Exercice =>
Modifiez les enregistrements ci-dessous en remplaçant partout « chain link fence » par « wire mesh fence », sans rien changer d'autre. Ne reproduisez pas les images dans votre réponse.

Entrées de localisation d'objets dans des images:
________
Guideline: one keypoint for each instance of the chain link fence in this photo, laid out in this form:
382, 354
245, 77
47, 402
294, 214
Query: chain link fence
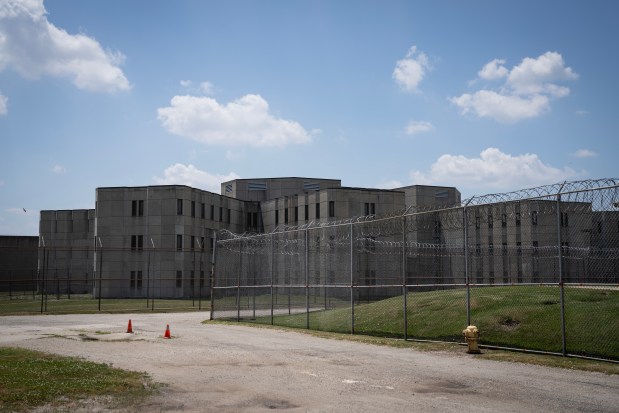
________
Tâche terminée =>
Guideline: one keypoint for each instance of the wire mesh fence in this photo, laid out in this form:
382, 354
245, 77
47, 402
294, 214
Query: wire mesh fence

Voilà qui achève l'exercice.